___ PASSAGE PROVIDED ___

Thea Musgrave
https://ichef.bbci.co.uk/images/ic/960x540/p03htqb8.jpg
1928-05-27
https://musicbrainz.org/artist/8956a074-129c-43f2-87a8-ad456134d674
Thea Musgrave

Thea Musgrave Biography (BBC)

Thea Musgrave first carved out a career as a composer and conductor at a time when it was rare for a woman to be either. She is often asked about being a ‘woman’ composer. Her reply? ‘Yes, I am a woman; and I am a composer. But rarely at the same time!’ Born in Edinburgh on 27 May 1928, she studied first at Edinburgh University, then with Nadia Boulanger in Paris, before settling in London.

Early performances at the Edinburgh Festival brought her to international notice. But it was her Concerto for Orchestra (1968) that first established her distinctively dramatic style of instrumental writing – a style whose possibilities were further explored in three solo concertos (for clarinet, horn and viola), all from the late 1960s and early 1970s.

In 1970 she became Guest Professor at the University of California, Santa Barbara, marrying the American violist and conductor Peter Mark a year later and basing herself in the USA ever since. A Koussevitzky Award in 1974 led to the composition of Space Play, premiered at Lincoln Center. She has also been awarded two Guggenheim Fellowships and three honorary degrees. She was Distinguished Professor at Queen’s College, City University of New York, from 1987 to 2002, in which year she was appointed a CBE.

___ DATASET EXTRACT ___

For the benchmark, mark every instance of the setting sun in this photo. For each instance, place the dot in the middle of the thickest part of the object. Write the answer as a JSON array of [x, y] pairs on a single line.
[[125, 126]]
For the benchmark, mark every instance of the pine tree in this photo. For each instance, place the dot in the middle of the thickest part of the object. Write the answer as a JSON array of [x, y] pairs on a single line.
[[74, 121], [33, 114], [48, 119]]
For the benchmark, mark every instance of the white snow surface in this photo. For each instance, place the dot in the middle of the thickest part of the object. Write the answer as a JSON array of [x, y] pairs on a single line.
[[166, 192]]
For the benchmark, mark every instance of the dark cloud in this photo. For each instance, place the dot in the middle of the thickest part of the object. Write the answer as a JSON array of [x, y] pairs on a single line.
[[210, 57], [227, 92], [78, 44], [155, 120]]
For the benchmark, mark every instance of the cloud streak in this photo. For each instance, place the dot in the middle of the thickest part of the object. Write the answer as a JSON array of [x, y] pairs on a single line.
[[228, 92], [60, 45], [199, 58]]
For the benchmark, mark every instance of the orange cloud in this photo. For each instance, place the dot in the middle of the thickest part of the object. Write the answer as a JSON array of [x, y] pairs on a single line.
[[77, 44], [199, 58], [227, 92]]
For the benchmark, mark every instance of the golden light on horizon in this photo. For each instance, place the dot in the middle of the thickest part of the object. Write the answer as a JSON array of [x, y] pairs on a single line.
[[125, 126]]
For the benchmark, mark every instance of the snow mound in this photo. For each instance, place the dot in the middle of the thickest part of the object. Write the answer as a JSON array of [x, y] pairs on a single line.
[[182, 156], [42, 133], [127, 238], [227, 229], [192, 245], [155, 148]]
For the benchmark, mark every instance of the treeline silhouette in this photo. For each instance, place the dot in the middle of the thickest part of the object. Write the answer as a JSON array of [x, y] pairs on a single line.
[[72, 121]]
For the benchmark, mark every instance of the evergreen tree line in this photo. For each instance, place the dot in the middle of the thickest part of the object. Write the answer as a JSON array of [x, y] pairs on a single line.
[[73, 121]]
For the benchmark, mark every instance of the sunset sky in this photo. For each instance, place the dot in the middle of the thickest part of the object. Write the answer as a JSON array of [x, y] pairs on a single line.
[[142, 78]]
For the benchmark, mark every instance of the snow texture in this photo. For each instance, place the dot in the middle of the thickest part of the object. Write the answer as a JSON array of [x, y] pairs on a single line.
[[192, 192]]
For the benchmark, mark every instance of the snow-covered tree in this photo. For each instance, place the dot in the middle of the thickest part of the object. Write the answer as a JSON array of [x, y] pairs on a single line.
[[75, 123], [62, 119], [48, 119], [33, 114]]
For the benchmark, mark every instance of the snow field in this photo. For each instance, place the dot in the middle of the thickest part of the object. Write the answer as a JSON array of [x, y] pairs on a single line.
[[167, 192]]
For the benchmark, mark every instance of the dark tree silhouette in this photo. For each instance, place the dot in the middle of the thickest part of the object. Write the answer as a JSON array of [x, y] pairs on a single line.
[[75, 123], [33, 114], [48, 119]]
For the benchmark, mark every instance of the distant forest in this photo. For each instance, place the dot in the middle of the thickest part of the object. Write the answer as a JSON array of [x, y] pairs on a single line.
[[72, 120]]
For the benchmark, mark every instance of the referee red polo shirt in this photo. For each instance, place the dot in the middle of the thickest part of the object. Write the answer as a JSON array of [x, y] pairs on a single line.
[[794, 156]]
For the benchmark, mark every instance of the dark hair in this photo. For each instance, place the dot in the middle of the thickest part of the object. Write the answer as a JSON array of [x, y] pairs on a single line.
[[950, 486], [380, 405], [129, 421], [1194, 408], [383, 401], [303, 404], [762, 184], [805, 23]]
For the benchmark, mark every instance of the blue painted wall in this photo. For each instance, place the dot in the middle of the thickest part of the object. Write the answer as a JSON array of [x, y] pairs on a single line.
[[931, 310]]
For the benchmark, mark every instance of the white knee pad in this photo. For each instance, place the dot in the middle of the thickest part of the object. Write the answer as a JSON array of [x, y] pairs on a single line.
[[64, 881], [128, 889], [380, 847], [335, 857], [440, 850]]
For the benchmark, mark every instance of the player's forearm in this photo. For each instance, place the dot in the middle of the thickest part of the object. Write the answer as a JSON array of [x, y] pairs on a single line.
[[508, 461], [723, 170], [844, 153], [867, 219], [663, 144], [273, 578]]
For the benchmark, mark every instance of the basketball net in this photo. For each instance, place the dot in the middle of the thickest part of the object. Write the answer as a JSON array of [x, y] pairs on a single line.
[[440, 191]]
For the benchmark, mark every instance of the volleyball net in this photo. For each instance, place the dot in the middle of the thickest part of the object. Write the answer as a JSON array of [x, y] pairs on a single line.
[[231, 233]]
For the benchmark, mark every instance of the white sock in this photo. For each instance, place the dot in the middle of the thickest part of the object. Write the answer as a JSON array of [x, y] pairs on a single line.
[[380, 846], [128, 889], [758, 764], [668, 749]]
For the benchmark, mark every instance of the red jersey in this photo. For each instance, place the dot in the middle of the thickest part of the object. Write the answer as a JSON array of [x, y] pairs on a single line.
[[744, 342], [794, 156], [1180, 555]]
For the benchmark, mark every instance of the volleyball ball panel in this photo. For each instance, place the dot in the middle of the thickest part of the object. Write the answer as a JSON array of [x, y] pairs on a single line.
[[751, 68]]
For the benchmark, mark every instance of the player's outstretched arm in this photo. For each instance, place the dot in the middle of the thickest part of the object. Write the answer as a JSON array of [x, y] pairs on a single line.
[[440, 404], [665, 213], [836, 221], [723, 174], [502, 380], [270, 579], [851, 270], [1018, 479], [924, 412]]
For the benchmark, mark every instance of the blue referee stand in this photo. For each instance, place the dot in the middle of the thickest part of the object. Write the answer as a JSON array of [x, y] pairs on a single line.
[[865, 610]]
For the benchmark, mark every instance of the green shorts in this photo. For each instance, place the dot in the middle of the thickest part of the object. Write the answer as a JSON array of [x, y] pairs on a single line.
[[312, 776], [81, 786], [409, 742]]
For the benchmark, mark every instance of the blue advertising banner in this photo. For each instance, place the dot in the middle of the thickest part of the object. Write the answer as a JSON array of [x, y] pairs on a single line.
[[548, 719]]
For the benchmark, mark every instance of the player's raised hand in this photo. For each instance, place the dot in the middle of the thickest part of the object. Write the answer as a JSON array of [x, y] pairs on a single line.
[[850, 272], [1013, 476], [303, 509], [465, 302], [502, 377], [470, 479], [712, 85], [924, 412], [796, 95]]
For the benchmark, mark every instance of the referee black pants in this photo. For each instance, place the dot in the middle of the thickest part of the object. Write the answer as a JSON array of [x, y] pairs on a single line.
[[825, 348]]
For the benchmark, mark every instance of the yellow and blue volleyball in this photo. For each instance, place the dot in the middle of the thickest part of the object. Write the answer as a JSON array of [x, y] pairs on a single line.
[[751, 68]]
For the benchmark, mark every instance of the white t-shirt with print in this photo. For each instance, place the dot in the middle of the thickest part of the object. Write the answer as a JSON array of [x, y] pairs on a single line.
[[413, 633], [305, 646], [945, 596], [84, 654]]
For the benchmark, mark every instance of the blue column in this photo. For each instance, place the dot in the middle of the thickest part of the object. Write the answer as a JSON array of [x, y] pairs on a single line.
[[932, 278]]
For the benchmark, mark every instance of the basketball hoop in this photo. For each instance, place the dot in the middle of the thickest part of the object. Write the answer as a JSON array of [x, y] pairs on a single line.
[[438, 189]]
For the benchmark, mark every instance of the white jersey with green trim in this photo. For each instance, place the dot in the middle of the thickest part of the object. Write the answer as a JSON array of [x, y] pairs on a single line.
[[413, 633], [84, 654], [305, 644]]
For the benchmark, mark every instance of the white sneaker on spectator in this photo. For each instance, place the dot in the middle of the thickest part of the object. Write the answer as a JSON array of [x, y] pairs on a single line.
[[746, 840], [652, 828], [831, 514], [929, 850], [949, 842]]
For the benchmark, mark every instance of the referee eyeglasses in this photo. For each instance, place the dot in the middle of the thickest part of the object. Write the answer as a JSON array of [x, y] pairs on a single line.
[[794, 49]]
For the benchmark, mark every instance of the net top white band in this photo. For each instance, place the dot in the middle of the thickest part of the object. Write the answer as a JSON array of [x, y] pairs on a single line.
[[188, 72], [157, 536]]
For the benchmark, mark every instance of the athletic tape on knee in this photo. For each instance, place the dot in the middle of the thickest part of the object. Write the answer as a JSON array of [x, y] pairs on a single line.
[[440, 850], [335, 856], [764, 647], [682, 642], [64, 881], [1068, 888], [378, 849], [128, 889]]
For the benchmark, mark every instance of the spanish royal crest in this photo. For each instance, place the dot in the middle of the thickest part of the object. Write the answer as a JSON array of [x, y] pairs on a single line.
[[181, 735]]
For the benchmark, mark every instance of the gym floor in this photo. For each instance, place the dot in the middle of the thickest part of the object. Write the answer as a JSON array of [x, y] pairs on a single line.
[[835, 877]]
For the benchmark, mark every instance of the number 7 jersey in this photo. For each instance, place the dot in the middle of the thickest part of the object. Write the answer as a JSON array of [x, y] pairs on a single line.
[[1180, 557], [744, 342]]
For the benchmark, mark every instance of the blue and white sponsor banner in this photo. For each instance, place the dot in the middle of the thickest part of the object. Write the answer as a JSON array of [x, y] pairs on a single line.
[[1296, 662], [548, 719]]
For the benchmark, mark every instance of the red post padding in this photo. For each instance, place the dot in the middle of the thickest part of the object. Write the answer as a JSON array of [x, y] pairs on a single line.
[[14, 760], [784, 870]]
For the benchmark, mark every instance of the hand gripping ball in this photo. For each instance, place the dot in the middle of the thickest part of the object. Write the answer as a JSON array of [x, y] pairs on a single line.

___

» **TASK SET**:
a. In the listing, reproduce word for word the lines between the one containing "For the benchmark, mark every instance of the net" and the one containing "[[188, 72], [157, 536]]", inclusive.
b. Continue the Thea Musgrave biography from its last sentence.

» **ANSWERS TO THE PROBLEMS**:
a.
For the benchmark, mark every instance of the net top white band in this photo. For each instance, place the dot in the middle of the thickest part of the object. Write the answer as a JSON array of [x, y] pairs on a single line.
[[188, 72], [157, 536]]

b.
The 1970s and early 1980s were notable for four full-length operas. Musgrave herself conducted the premieres of The Voice of Ariadne (1973) and Mary, Queen of Scots (1977), commissioned by the Royal Opera and Scottish Opera respectively; A Christmas Carol (1978–9) and Harriet, the Woman Called Moses (1984) were commissioned by Virginia Opera, the last jointly with the Royal Opera, where it still awaits performance.A fifth major opera, Simón Bolívar (1993), was commissioned jointly by Scottish Opera and the Los Angeles Music Center, while her latest opera, Pontalba: A Louisiana Legacy, was premiered in New Orleans in 2003.

The late 1980s largely saw a return to concert music with The Seasons (1988) and Rainbow (1990) for orchestra, and three further instrumental concertos – for bass clarinet, marimba and oboe. Threnody for clarinet and piano, Canta Canta for clarinet and ensemble and In the Still of the Night for solo viola (all 1997) prepared the way for the orchestral outcome of the BBC commission Phoenix Rising (1998). Songs for a Winter’s Evening, written for the first International Burns Festival in Scotland in 1995, was given its English premiere at the 1998 Proms.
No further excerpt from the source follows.